Text excerpt:
Readers give their views on a the prospect of a trade deal with Donald Trump, and what it will bring to our food shelves.
With no-deal getting closer and the necessity of a trade deal with America therefore growing, I detect a media push to persuade us that the infamous chlorinated chicken is not all that bad. Already the former Tory vice-chair Ben Bradley has equated it with the chlorine put into water to protect against infection from rusting pipes.
The point is that chlorine washing in the USA is used to remove bacteria associated with poor hygiene and animal welfare standards. It gives giant producers a cheap get-out from keeping animals in filth and misery before they are killed.
There are even questions about its effectiveness. Yet this is the sort of stuff Boris Johnson thinks you should eat.
One of the worst things about putting ourselves at the mercy of a trade agreement with Trump’s America is how it will affect consumer choice. This is not just about opening up UK markets to lower food safety and environmental standards, such as hormone- and antibiotic-injected meat.

Dataset content:
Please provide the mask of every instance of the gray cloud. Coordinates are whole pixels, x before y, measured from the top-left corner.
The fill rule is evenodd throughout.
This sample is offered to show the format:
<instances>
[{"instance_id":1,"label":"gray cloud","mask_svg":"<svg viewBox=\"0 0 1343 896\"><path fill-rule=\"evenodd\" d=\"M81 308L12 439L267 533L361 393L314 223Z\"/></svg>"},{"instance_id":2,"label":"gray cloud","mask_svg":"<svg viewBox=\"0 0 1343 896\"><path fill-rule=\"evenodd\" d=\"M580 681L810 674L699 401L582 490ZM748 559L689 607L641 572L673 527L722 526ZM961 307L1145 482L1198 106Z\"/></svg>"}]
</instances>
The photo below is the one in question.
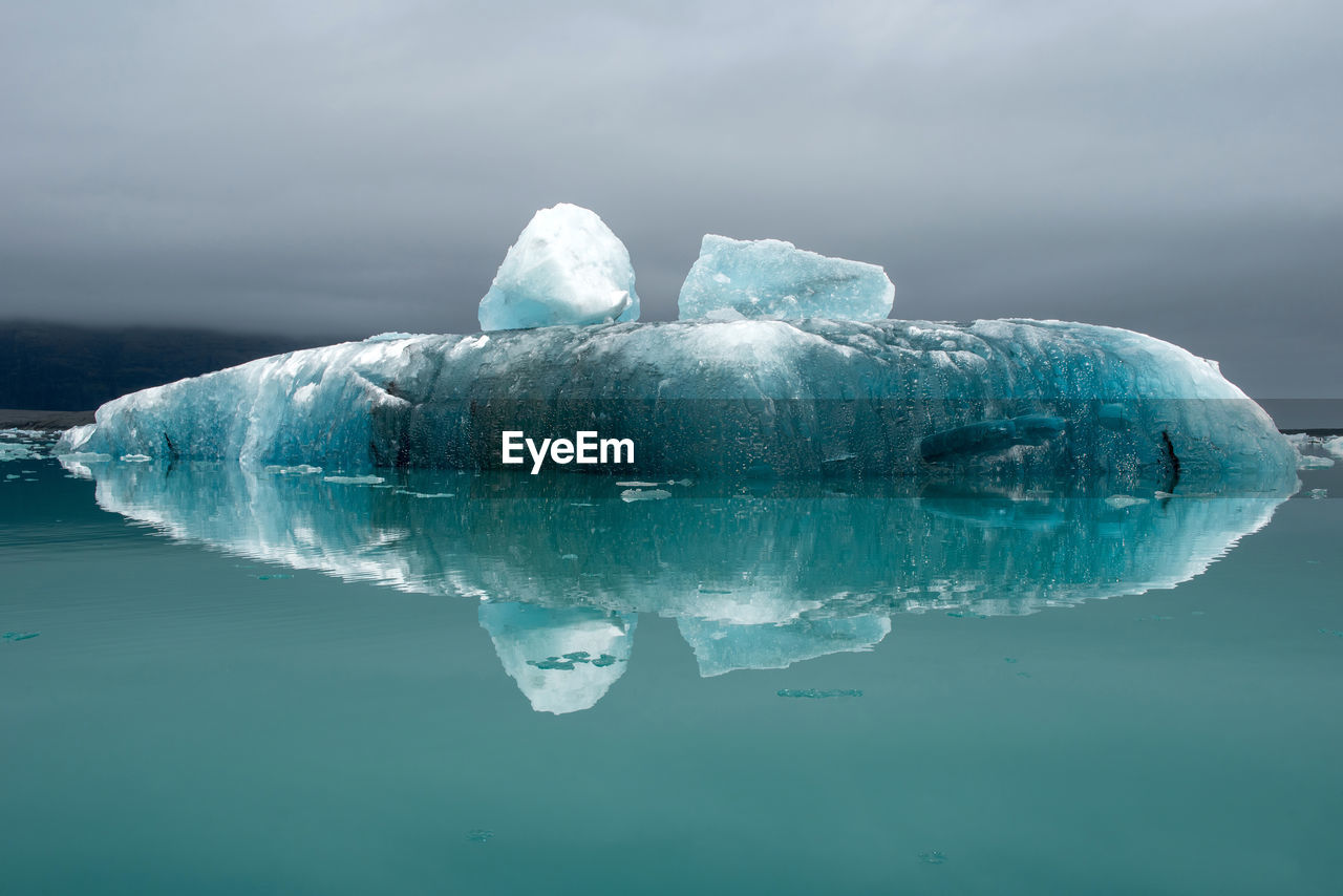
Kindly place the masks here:
<instances>
[{"instance_id":1,"label":"gray cloud","mask_svg":"<svg viewBox=\"0 0 1343 896\"><path fill-rule=\"evenodd\" d=\"M0 316L474 329L563 200L646 318L780 236L1343 395L1336 4L629 5L5 4Z\"/></svg>"}]
</instances>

Work request 1:
Could you transcribe the letter on a US trade deal, starting with "Readers give their" and going on through "they are killed."?
Work request 2:
How would you sum up the letter on a US trade deal in two sentences?
The entries come from a separate source.

Task answer 1:
Readers give their views on a the prospect of a trade deal with Donald Trump, and what it will bring to our food shelves.
With no-deal getting closer and the necessity of a trade deal with America therefore growing, I detect a media push to persuade us that the infamous chlorinated chicken is not all that bad. Already the former Tory vice-chair Ben Bradley has equated it with the chlorine put into water to protect against infection from rusting pipes.
The point is that chlorine washing in the USA is used to remove bacteria associated with poor hygiene and animal welfare standards. It gives giant producers a cheap get-out from keeping animals in filth and misery before they are killed.

Task answer 2:
The writer sees a media push to make chlorinated chicken seem acceptable as no-deal gets closer and a US trade deal becomes more necessary, but argues that US chlorine washing removes bacteria linked to poor hygiene and animal welfare standards. The writer also warns that such a deal would hurt consumer choice and open UK markets to lower food safety and environmental standards.